• **PROBLEM**
What follows is a block of records; restate each one word for word.

• **MATERIAL SHOWN**
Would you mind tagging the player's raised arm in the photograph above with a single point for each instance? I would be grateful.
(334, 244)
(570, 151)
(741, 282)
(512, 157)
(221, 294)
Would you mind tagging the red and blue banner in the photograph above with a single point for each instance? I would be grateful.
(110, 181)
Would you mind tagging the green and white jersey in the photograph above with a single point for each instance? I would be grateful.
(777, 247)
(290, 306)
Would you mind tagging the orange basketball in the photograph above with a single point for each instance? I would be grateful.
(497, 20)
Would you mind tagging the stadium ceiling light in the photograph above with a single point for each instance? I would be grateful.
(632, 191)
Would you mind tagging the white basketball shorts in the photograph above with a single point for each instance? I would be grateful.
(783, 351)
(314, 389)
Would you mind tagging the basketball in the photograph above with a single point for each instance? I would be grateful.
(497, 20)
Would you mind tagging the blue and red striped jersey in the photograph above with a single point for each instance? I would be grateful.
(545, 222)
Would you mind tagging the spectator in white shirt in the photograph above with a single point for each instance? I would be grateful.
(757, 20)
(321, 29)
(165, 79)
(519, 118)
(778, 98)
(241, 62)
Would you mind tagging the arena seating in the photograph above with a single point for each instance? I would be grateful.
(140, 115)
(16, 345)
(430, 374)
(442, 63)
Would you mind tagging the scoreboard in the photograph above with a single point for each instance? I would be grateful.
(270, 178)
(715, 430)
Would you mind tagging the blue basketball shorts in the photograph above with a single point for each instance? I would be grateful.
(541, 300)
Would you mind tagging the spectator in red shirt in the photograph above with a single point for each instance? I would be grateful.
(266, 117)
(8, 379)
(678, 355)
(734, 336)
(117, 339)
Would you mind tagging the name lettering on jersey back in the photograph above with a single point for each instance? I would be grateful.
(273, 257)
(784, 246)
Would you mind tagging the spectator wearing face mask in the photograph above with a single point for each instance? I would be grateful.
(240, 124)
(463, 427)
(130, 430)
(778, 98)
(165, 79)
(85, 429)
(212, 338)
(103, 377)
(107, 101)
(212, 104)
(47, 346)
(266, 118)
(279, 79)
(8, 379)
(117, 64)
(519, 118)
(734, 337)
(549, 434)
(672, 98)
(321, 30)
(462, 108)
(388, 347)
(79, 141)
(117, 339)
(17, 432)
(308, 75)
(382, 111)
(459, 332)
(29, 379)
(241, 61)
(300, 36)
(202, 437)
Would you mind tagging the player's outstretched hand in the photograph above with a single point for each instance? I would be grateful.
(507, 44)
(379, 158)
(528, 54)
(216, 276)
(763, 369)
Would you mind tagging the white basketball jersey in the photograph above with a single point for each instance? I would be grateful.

• **SOLUTION BELOW**
Would you mind tagging the player's raised arm in the photograph above with a single point for each instance? I would be grateful.
(334, 244)
(570, 151)
(741, 282)
(512, 157)
(221, 294)
Would you mind tagging the red and blue banner in the photograph above with a single point for each instance? I would be grateful.
(110, 181)
Would you mind tagging the green and white jersey in the photograph above with a single point for each instance? I would be grateful.
(777, 247)
(290, 306)
Would you mind tagging the orange basketball in the photograph above with a single point for each instance? I would be grateful.
(497, 20)
Would you mind tagging the stadium ceiling light in the photograph above with a single point for each instance? I would be grateful.
(632, 191)
Would you mind tagging the white basketball shorts in the photograph above with a single point for each instance? I would be grateful.
(783, 351)
(314, 389)
Would you mind tagging the basketball in the photograph above with a single point for each instance? I would be grateful.
(497, 20)
Would you mind tagging the blue and red striped jersey in the photograph above with a single point for each instance? I would be grateful.
(545, 222)
Would you mind tagging the spectator in white shirt in the photograph above with a single point for each instance? I would be grateful.
(757, 20)
(321, 29)
(165, 79)
(519, 118)
(778, 98)
(241, 62)
Would you mind tagging the arena seating in the photograph above with a single point for each instance? I would be grateful.
(140, 115)
(16, 345)
(430, 374)
(442, 63)
Would you mind tagging the scoreboard in the photograph above with a single point for each instance? I would be grateful.
(270, 178)
(715, 430)
Would you mind tagging the blue basketball shorts in the photograph above with a single point for each instance? I would be grateful.
(541, 300)
Would you mind tagging the spectator in red shirt in the photograph above with a single point for each instance? I would be grateful.
(266, 117)
(8, 379)
(678, 355)
(734, 336)
(117, 339)
Would you mind tagging the name lettering on jersey back in the photograph above with a single point for each instance? I would be grateful.
(273, 257)
(784, 246)
Would you mind tagging the spectator wearing face mask in the photograph above with a single point for each instance? I would be grateful.
(240, 124)
(463, 427)
(130, 430)
(778, 98)
(165, 79)
(85, 429)
(212, 338)
(103, 377)
(107, 101)
(212, 104)
(47, 346)
(266, 118)
(279, 79)
(8, 379)
(117, 64)
(519, 118)
(734, 337)
(549, 434)
(672, 98)
(321, 30)
(462, 108)
(388, 347)
(79, 141)
(117, 339)
(17, 432)
(308, 75)
(382, 111)
(459, 332)
(29, 379)
(241, 61)
(300, 36)
(202, 437)
Would you mind tagging the player's outstretched hand in the photograph above with a single point for each instance? I would be grateful.
(507, 44)
(379, 158)
(528, 54)
(216, 276)
(763, 369)
Would you mind tagging the white basketball jersey in the photograph above with a single point for each instance? I would be grateful.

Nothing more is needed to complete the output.